* _Text extract_
§ §

Is it a great painting or not? That is something else again!
In life we search for rewards in the finished canvas, more than in the learning process. “In the looking, we often forget that wholeness and richness is derived not from the results, but from the workability of a beautiful thing, gardening — with the plants.” Too many garden only with their heads. They garden like the 80’s power lunch, talking while their eyes keep straying over the greater scene, afraid that for a momentary lapse they may miss something. In so doing they already have.
Bita and Alton garden with their hearts, untrammeled by worries of valuations — and find equal satisfaction in the middle ground of life. That is not to say that these two don’t have immense pride in all of their accomplishments. Bita would be the first to say; “One sows with what one has and invests oneself in life as strongly as one can.” As for the rest — In gardens as in life some seeds will flower, others not. Gardens are an act of faith, and of hope, and their long-term foundations are secured in the continuing strength and empowerment of dreams.
We infuse strong gardens with powerful ‘green lines’ visions that speak of love and acceptance, and of care and respect given for differences. Wouldn’t it be nice if gardens were built less of projecting, but more of protecting and finding in the sowing — the more we create, the more flows back. As the blood that sustains, many conversations take place beneath the surface. There is found a flow of resonance’s built of morning silences when the gardener isn’t even there. An undercurrent that is a green ‘ocean ground’ of daily renewal, ready to greet those willing to surrender to its depths.
A surrendering to that middle place, often hard to do — most of us garden too busily. The deeper tides, like those found in this garden are very rarely encountered in life; and perhaps, because I am not there myself, I find myself uncomfortable in this garden of condensed thought. Sometimes it is difficult being in two places at once. It is equally hard moving from one world to another.
Sometimes, even the same perspectives prove to be entirely different. What are colors, but a choleric change from the garden at night. The grays and shades not seen for the sun seem reflective of other life focusings we are reluctant to zoom in on. The value of editing, pruning if you will.
Mark Tobey, Bita’s teacher, used to say, “I’d do a painting and I’d look at it, and I’ see one thing and I’d cut that out and just discard the rest, instead of trying to make everything else work with the one thing. And then he’d work from there instead of trying to bring it all up to the one spot you focused on.
In gardens, as in life, some seeds will flower, others not. Gardens are an act of faith, and their long-term foundations are secured in the continuing strength and empowerment of dreams.

§ §

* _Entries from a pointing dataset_
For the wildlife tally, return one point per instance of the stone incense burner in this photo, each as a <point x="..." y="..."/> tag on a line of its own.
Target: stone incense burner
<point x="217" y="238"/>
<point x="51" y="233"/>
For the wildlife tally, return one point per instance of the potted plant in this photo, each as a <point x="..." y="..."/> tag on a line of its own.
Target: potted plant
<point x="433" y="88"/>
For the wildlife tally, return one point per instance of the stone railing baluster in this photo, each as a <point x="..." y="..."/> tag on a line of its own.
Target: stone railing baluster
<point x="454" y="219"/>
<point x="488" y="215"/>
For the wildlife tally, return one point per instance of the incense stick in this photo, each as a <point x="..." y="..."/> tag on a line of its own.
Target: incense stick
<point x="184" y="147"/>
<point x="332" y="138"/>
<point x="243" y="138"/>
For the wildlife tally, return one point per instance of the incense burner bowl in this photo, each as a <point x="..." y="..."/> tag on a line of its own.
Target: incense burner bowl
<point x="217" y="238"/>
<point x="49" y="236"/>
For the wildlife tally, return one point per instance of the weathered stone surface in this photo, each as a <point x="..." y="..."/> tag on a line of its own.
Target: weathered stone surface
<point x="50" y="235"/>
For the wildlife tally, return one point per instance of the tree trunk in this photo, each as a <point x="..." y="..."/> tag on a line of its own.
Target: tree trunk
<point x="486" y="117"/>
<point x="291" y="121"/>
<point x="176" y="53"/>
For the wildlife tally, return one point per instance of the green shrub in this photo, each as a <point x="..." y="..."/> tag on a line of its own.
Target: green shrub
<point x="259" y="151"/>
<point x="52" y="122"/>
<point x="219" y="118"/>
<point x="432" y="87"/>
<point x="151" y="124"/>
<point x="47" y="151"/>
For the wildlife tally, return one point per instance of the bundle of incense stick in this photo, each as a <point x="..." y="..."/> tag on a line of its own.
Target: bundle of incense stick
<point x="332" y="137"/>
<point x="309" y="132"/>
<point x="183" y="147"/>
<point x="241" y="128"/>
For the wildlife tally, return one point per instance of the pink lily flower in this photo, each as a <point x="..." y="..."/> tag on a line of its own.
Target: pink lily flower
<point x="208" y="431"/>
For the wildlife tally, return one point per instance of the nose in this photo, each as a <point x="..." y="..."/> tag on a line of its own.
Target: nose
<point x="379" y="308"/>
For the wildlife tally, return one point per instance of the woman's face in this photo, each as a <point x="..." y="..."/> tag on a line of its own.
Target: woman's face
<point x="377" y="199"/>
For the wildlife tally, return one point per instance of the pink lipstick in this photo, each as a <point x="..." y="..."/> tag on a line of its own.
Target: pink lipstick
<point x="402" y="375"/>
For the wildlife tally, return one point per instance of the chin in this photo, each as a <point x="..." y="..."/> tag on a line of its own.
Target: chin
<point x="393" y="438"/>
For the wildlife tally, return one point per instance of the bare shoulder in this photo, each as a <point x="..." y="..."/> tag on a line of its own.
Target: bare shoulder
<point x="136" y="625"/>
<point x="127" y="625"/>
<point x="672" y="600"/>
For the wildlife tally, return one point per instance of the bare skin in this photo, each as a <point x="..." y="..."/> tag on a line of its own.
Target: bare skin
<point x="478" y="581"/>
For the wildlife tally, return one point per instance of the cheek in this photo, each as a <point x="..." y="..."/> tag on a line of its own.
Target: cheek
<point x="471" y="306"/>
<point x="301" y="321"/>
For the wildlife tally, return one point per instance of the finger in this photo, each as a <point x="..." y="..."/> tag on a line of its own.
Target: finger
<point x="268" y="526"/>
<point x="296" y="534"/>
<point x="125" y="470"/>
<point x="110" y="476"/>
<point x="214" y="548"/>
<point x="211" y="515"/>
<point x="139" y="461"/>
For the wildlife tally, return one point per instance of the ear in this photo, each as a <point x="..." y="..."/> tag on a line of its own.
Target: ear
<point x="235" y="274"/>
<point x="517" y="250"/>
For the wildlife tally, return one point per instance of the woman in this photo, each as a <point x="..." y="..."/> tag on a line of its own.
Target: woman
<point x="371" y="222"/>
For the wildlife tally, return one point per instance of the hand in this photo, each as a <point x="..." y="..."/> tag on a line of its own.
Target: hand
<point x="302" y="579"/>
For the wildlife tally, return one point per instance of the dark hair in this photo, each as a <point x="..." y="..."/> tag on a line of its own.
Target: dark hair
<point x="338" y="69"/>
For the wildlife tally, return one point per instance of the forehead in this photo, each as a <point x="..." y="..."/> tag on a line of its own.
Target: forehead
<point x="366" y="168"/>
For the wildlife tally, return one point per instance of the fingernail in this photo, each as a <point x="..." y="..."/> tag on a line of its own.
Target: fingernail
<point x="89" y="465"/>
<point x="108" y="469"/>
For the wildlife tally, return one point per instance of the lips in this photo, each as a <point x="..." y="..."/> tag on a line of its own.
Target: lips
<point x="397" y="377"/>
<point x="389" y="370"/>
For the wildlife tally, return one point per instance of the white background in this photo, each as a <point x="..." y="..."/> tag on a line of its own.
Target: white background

§ §

* _Exercise objective_
Write a two-sentence summary of the text about gardening.

* _Reply_
Many people garden only with their heads, seeking rewards in results rather than in the process, while Bita and Alton garden with their hearts and find satisfaction in the middle ground of life. Gardens are presented as acts of faith and hope in which some seeds flower and others do not, and the text points to the value of editing, or pruning.